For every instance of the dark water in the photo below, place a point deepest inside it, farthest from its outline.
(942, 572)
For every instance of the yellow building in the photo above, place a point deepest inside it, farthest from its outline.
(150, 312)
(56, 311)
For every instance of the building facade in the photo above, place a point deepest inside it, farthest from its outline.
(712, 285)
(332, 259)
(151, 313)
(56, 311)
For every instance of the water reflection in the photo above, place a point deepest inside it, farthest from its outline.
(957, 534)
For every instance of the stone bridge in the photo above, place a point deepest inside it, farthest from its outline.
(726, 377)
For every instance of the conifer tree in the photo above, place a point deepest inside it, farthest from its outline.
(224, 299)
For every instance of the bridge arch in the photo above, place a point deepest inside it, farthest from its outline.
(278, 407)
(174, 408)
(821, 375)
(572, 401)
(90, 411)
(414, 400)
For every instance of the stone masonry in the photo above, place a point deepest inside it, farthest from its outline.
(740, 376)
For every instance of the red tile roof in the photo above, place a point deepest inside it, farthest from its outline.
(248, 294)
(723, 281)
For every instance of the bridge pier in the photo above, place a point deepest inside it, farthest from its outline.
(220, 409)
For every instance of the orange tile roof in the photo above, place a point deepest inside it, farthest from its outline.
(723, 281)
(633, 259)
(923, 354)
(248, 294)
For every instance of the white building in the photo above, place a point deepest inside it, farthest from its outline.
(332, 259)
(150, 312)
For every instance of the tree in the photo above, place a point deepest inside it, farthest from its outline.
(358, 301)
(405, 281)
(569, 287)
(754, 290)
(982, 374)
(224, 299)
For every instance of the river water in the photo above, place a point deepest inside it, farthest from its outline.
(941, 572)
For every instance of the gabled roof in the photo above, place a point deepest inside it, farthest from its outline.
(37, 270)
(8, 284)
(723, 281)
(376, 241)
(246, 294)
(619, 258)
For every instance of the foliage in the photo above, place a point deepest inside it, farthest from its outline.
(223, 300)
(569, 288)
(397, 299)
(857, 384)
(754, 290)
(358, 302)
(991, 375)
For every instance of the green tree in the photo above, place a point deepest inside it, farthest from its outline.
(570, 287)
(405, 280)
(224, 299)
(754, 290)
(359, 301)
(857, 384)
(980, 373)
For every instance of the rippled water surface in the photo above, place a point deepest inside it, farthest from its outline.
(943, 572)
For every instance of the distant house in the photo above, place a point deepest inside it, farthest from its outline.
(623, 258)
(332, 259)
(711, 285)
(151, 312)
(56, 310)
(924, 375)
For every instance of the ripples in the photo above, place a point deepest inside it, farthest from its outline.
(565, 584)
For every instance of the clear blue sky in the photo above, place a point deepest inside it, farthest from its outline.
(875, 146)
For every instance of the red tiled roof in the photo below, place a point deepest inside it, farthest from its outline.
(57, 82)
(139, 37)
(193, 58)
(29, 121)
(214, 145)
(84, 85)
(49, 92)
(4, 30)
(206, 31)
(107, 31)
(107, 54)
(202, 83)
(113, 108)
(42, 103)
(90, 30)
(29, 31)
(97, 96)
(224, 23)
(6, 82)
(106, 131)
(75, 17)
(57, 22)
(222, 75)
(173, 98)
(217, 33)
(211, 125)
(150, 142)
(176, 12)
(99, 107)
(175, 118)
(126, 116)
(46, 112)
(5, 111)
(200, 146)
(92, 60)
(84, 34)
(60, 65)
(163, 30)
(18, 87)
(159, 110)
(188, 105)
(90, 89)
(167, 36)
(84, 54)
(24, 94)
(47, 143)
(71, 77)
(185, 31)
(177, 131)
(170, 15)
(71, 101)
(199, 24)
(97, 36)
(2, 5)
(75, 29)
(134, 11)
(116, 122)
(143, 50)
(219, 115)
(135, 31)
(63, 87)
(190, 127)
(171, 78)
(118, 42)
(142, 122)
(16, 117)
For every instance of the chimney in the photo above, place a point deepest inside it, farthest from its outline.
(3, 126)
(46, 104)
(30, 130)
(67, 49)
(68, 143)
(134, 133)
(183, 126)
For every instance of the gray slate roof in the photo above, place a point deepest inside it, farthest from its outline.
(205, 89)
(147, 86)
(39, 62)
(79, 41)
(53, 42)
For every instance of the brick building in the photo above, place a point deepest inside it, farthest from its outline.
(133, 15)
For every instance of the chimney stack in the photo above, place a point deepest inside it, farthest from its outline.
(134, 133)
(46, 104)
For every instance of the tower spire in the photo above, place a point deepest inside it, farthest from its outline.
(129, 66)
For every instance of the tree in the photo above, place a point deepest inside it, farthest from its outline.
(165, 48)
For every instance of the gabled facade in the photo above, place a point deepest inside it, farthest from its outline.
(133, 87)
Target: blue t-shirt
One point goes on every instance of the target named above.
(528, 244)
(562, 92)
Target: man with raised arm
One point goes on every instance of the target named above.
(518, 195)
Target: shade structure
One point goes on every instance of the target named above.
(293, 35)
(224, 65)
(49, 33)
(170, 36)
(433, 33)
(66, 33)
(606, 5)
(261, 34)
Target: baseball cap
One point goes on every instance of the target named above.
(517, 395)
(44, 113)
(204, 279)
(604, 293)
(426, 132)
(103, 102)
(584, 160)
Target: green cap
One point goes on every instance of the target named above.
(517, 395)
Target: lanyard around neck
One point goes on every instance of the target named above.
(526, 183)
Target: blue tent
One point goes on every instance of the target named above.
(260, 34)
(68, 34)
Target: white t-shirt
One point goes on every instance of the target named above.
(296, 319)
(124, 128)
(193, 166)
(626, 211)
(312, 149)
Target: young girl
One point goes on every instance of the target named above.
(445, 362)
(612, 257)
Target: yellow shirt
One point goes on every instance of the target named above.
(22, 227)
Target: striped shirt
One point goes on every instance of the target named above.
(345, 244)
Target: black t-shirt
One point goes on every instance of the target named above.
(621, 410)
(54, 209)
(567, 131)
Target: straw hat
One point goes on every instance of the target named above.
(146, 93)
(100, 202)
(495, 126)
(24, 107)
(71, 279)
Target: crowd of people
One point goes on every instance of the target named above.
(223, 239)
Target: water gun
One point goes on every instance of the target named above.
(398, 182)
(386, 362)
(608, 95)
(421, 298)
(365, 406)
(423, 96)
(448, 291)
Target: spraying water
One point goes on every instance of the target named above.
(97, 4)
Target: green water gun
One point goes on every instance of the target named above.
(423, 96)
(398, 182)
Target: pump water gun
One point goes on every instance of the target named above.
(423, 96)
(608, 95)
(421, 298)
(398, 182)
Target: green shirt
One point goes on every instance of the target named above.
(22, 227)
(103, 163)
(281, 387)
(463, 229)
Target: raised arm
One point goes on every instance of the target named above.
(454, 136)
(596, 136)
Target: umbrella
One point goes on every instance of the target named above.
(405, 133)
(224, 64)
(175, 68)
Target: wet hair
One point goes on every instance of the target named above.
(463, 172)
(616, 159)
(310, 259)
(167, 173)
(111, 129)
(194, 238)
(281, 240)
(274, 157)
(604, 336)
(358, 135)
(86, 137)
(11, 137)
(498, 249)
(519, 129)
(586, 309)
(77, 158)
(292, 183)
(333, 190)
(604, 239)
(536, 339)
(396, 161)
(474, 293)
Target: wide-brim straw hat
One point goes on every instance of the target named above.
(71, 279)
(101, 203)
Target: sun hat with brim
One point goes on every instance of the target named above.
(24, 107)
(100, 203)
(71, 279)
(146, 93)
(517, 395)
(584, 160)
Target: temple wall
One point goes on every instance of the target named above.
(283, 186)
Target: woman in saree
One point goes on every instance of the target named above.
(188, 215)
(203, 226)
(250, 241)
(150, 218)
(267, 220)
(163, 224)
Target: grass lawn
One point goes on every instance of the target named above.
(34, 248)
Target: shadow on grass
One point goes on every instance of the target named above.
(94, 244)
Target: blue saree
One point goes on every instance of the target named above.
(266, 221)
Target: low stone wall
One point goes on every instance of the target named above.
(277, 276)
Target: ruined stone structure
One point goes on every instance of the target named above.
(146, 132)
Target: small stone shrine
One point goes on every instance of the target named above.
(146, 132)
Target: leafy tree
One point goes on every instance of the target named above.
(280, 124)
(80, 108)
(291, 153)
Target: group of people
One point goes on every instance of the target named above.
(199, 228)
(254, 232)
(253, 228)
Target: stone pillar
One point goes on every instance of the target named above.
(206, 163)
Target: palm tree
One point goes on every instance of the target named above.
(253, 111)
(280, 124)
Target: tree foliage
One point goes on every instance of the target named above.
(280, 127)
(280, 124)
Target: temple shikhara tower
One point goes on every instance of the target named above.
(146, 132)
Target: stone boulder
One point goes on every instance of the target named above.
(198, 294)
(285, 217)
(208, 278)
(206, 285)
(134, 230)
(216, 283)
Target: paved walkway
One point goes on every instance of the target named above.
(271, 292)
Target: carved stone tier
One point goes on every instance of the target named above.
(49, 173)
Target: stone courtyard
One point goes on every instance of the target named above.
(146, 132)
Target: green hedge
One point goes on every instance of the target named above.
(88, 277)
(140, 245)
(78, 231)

********

Can you copy, character for character, the lines that begin at the one containing "Target: temple shikhara tower" and end after the final line of the items above?

Target: temple shikhara tower
One point goes on every instance of the target named above.
(146, 132)
Target: stone boulder
One point goes on every instance of the target named above.
(198, 294)
(285, 217)
(208, 278)
(206, 285)
(134, 230)
(216, 283)
Target: paved walkway
One point goes on every instance of the target named above.
(271, 292)
Target: carved stone tier
One point goes on every instance of the target named above.
(49, 173)
Target: stone courtyard
One point goes on every instance of the target named above.
(146, 132)
Target: green hedge
One point goes on every instance of the target named above.
(88, 277)
(140, 245)
(78, 231)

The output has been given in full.